> **Provided text**
[start]
5 Ways Yoga can Help You Build Better Boundaries

Boundary setting is always an important conversation, but it is even more so as we head into the holiday season. With more time around family, less structure and distance than usual, and maybe even more stress, we may find that we need to hold those boundaries a little firmer.


Here are 5 ways that yoga can help us understand, cultivate, and uphold better boundaries.



1. Respecting your Body's Boundaries

Yoga Asana (poses) are a good opportunity to learn how to respect our own boundaries. Our bodies are constantly communicating with us, but unfortunately, it's not always easy to listen to those messages. We may try to contort ourselves into positions that aren't right for us, which can lead to pain, injuries, and frustration. Over time, we can learn how to respect when our bodies say "No", without pushing or shaming ourselves into caving in.

Translating this to a real-world scenario, we can start to get clearer on when others are crossing our boundaries by recognising that feeling of resistance when something isn't quite right. Equally as important, we can become more confident in respecting other people's boundaries.


2. Tolerating Discomfort

Yoga practice sometimes asks us to get a little bit uncomfortable, both in asana and meditation. There is a fine line that we walk here, where we learn the difference between a safe challenge and going too far. Having boundaries with ourselves is an important foundation for us to then be able to explore discomfort.

Practicing discomfort in controlled conditions (like in yoga) equips us to deal with it better in the wild, and boundary work can definitely get uncomfortable!


3. Mindful Awareness

Boundary setting can be really emotionally charged. Yelling at someone when they've upset you isn't setting a boundary, nor is it generally very productive (though I'll admit there may be circumstances that it is the right choice). But in general, boundaries are most effective when they are calmly and clearly communicated ahead of time. Mindfulness can help us take a step back from a situation so that we can see it clearly before we make a decision. Cultivating the skill of mindfulness through yoga can build that muscle so it's easier to draw on in those tense situations.


4. Svadhyaya: Self-Study

The fourth Niyama in Patanjali's Yoga Sutras is Svadhyaya, which can be translated into self-study. While it is often used to mean the study of scriptures, it can also be used in reference to self-reflection. Developing a deeper understanding of ourselves and our needs is the road to knowing what our needs are, and how the right boundaries could help serve those needs. This might mean understanding triggers, sensory needs, energy levels, relationships, and patterns of responding. Engaging in a process of self-reflection and self-study through yoga can bring this understanding to light, and help give clarity to the boundary building process.
[end]
> **Collected material**
[start]
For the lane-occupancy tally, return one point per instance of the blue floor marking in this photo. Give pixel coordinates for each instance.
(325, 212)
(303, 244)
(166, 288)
[end]
> **Requests**
1. In the article on yoga and boundaries, what is the fourth Niyama in Patanjali's Yoga Sutras?
2. Extend the article on yoga and boundaries, picking up right after its last sentence.
The material plays no part here.

> **Answers per task**
1. Svadhyaya, which can be translated as self-study.

2.
5. Self-Compassion

While self-compassion isn't an explicit part of yoga tradition per se, there are a number of studies that show that yoga is associated with self-compassion, and can even increase levels of self-compassion. Self-compassion has a tender side that can comfort and soothe us when boundaries are crossed or when we're put in difficult situations. But self-compassion also has a fierce side that can protect and motivate us, much like a mumma bear can jump into action to stand up for her babies! Self-compassion can give us the resources to courageously, authentically, and compassionately set and uphold important boundaries, and yoga may be a practice that helps us to cultivate these resources.




Some extra boundary building tips:

  • Work within your circle of control. Rather than saying "You can't speak to me like that", try "I will not allow you to speak to me like that"

  • Clearly explain the consequence of the boundary being crossed. For example: "If you speak to me like that, I will leave"

  • You can give a reason for your boundary, but don't spend time justifying it. For example: "This topic makes me uncomfortable, so I will not talk about it"

  • Have some phrases ready to go, and practice them in advance if you feel uncomfortable. Things like: "I can see you're really worked up about this, but I'm not the right person to be hearing about it" or "I don't think we're going to see eye-to-eye on this topic, let's change the subject" or "I'd love to come to your party for a couple hours, but then I'll need to head home"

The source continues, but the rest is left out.